[Items in a dataset]
■ ■ ■

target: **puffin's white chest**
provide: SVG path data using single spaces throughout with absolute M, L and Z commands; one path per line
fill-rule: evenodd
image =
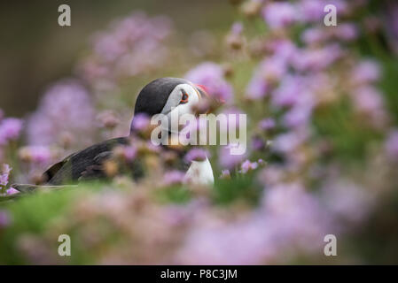
M 186 172 L 185 180 L 198 185 L 213 185 L 215 176 L 210 161 L 207 158 L 203 161 L 192 161 Z

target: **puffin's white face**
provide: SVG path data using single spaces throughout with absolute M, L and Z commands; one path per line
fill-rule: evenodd
M 173 114 L 178 118 L 184 114 L 193 115 L 193 107 L 199 103 L 199 100 L 200 94 L 193 86 L 188 83 L 179 84 L 168 96 L 161 114 L 168 116 L 168 121 L 171 121 Z

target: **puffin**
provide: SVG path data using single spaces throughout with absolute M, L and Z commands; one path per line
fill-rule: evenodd
M 103 164 L 112 158 L 113 150 L 116 147 L 129 144 L 131 136 L 136 134 L 133 124 L 139 115 L 146 115 L 149 119 L 157 114 L 170 118 L 173 111 L 177 111 L 178 117 L 186 113 L 195 115 L 195 107 L 202 99 L 208 97 L 206 87 L 184 79 L 166 77 L 154 80 L 144 86 L 137 97 L 129 136 L 107 140 L 68 156 L 43 173 L 43 185 L 13 184 L 12 187 L 27 193 L 37 188 L 76 186 L 82 180 L 106 178 Z M 163 135 L 163 133 L 167 134 Z M 171 130 L 170 123 L 168 127 L 161 128 L 162 136 L 175 134 L 176 134 Z M 165 148 L 163 144 L 160 146 Z M 171 148 L 167 149 L 173 150 Z M 140 177 L 140 171 L 137 171 L 133 172 L 135 179 Z M 214 184 L 213 169 L 208 158 L 191 161 L 185 177 L 196 184 Z

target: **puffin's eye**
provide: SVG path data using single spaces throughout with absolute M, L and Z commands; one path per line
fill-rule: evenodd
M 180 104 L 184 104 L 188 102 L 188 98 L 190 97 L 190 96 L 188 96 L 188 94 L 184 90 L 182 90 L 182 92 L 183 92 L 183 98 L 180 101 Z

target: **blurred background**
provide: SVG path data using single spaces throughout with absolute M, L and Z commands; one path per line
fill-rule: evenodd
M 58 7 L 62 4 L 72 8 L 73 24 L 68 27 L 58 25 Z M 4 42 L 0 46 L 0 105 L 7 115 L 18 117 L 35 110 L 48 84 L 71 75 L 93 34 L 115 19 L 134 11 L 166 15 L 173 20 L 181 42 L 188 43 L 197 31 L 225 32 L 237 14 L 228 1 L 210 0 L 39 0 L 3 2 L 0 5 Z
M 71 7 L 72 26 L 58 25 Z M 326 27 L 333 4 L 337 26 Z M 398 4 L 394 0 L 0 4 L 0 264 L 398 262 Z M 109 180 L 19 193 L 49 165 L 129 133 L 153 79 L 207 87 L 247 114 L 247 151 L 210 157 L 212 187 L 140 139 Z M 124 166 L 143 161 L 137 181 Z M 58 236 L 72 256 L 59 256 Z M 324 241 L 337 238 L 337 256 Z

■ ■ ■

Given problem: Copy out every item above exactly as it appears, line for line. Leave out the pictures.

Result for this task:
target: **puffin's white chest**
provide: SVG path data using single spaces throughout with absolute M, L and Z commands; one path per line
fill-rule: evenodd
image =
M 186 172 L 185 180 L 198 185 L 213 185 L 215 176 L 210 161 L 207 158 L 203 161 L 192 161 Z

target: **puffin's white face**
provide: SVG path data using single spaces throughout with absolute M, L and Z commands; one path per line
fill-rule: evenodd
M 173 114 L 178 118 L 184 114 L 193 115 L 193 107 L 199 103 L 199 100 L 200 94 L 193 86 L 188 83 L 179 84 L 168 96 L 161 114 L 168 116 L 168 121 L 171 121 Z

target: **puffin**
provide: SVG path data using single spaces throughout with absolute M, L and Z commands; one path per line
fill-rule: evenodd
M 103 164 L 112 158 L 113 150 L 116 147 L 129 144 L 131 136 L 136 134 L 133 124 L 139 115 L 146 115 L 149 119 L 157 114 L 170 118 L 173 111 L 177 111 L 178 117 L 186 113 L 195 115 L 195 107 L 202 99 L 208 97 L 206 87 L 184 79 L 166 77 L 154 80 L 144 86 L 137 97 L 129 136 L 107 140 L 68 156 L 43 173 L 43 185 L 13 184 L 12 187 L 27 193 L 37 188 L 76 186 L 82 180 L 106 178 Z M 163 135 L 163 133 L 167 134 Z M 171 130 L 170 123 L 168 127 L 161 128 L 162 136 L 175 134 L 176 134 Z M 165 148 L 163 144 L 160 146 Z M 171 148 L 167 149 L 173 150 Z M 140 177 L 140 171 L 137 171 L 133 172 L 135 179 Z M 214 184 L 213 169 L 208 158 L 191 161 L 185 177 L 196 184 Z

target: **puffin's eye**
provide: SVG path data using single spaces throughout with absolute M, L and Z commands; one path per line
fill-rule: evenodd
M 180 104 L 184 104 L 188 102 L 188 98 L 190 97 L 190 96 L 188 96 L 188 94 L 184 90 L 182 90 L 182 92 L 183 92 L 183 98 L 180 101 Z

target: **blurred background**
provide: SVG path data using single spaces throughout with absolute M, L and Z commands; one path per line
fill-rule: evenodd
M 58 7 L 62 4 L 72 8 L 73 24 L 68 27 L 58 25 Z M 4 42 L 0 46 L 0 105 L 7 115 L 18 117 L 35 110 L 48 84 L 71 75 L 93 34 L 115 19 L 134 11 L 166 15 L 173 20 L 181 42 L 188 43 L 197 31 L 225 32 L 237 14 L 228 1 L 210 0 L 39 0 L 3 2 L 0 5 Z
M 71 7 L 72 26 L 58 25 Z M 326 27 L 333 4 L 337 26 Z M 398 4 L 394 0 L 0 4 L 0 264 L 398 262 Z M 109 180 L 19 193 L 49 165 L 129 133 L 153 79 L 207 87 L 247 114 L 247 151 L 210 157 L 212 187 L 140 139 Z M 124 166 L 143 161 L 137 181 Z M 58 236 L 72 256 L 59 256 Z M 324 241 L 337 238 L 337 256 Z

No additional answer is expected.